[ACTION ITEM] Word for word, copy all of the entries.

[Stored data entries]
::::::::

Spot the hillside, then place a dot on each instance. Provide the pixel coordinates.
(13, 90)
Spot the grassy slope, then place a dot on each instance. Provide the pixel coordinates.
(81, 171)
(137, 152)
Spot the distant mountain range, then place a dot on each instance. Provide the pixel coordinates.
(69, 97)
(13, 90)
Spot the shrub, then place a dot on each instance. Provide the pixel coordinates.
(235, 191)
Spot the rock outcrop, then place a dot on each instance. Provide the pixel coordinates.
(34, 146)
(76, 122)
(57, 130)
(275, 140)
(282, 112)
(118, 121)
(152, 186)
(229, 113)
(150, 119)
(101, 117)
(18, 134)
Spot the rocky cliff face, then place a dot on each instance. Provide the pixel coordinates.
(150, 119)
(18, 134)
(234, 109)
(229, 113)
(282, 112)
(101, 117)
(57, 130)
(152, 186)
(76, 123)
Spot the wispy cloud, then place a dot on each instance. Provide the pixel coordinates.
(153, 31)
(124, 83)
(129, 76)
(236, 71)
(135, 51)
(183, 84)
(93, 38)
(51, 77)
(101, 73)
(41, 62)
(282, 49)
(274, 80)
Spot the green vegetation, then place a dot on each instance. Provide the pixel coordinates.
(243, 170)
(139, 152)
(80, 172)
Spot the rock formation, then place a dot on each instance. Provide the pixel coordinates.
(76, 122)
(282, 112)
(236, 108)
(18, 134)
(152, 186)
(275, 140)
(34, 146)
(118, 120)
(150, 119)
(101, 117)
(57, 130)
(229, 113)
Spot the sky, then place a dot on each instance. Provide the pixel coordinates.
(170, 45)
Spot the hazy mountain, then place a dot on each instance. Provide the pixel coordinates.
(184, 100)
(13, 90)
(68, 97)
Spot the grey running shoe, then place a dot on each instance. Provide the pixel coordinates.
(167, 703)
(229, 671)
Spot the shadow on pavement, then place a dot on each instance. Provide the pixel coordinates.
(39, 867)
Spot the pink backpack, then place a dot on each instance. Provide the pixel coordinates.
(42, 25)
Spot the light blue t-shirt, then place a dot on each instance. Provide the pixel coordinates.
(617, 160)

::::::::

[RESPONSE BOX]
Spot the hillside, then place a dot on each instance. Provide the pixel coordinates.
(13, 90)
Spot the grassy slope, then place a dot on each instance. Provide the pixel coordinates.
(81, 171)
(137, 152)
Spot the distant mountain range, then place a dot on each instance. Provide the pixel coordinates.
(69, 97)
(13, 90)
Spot the shrub, then place a dot on each instance. Provide the pixel coordinates.
(235, 191)
Spot the rock outcrop, then place a dot on each instance. Provide the pixel coordinates.
(34, 146)
(76, 122)
(57, 130)
(275, 140)
(282, 112)
(118, 121)
(152, 186)
(229, 113)
(150, 119)
(101, 117)
(18, 134)
Spot the rocky cliff face, then place a dot on each instance. Provide the pixel coordinates.
(150, 119)
(18, 134)
(234, 109)
(229, 113)
(282, 112)
(101, 117)
(57, 130)
(152, 186)
(76, 123)
Spot the wispy cloud, then place a dot on each instance. Provide the pixel coordinates.
(153, 31)
(124, 83)
(129, 76)
(236, 71)
(135, 51)
(183, 84)
(93, 38)
(51, 77)
(101, 73)
(41, 62)
(282, 49)
(274, 80)
Spot the green vegetation, then place a dot on each instance. Provide the pixel coordinates.
(243, 170)
(139, 152)
(80, 172)
Spot the rock formation, then place a dot on each instance. Provide the pixel coordinates.
(76, 122)
(282, 112)
(236, 108)
(18, 134)
(152, 186)
(275, 140)
(34, 146)
(118, 120)
(150, 119)
(101, 117)
(57, 130)
(229, 113)
Spot the sky, then place a dot on each instance. Provide the pixel coordinates.
(170, 45)
Spot the hazy mountain, then place a dot on each instance. Provide the pixel coordinates.
(184, 100)
(13, 90)
(68, 97)
Spot the grey running shoe, then place a dot on each instance. Provide the pixel coordinates.
(167, 703)
(229, 671)
Spot the shadow on pavement, then place a dot on each instance. Provide the pixel coordinates.
(39, 867)
Spot the pink backpack, then place a dot on each instance. Provide the pixel coordinates.
(42, 25)
Spot the light blue t-shirt, then place a dot on each instance. Provide the pixel coordinates.
(617, 160)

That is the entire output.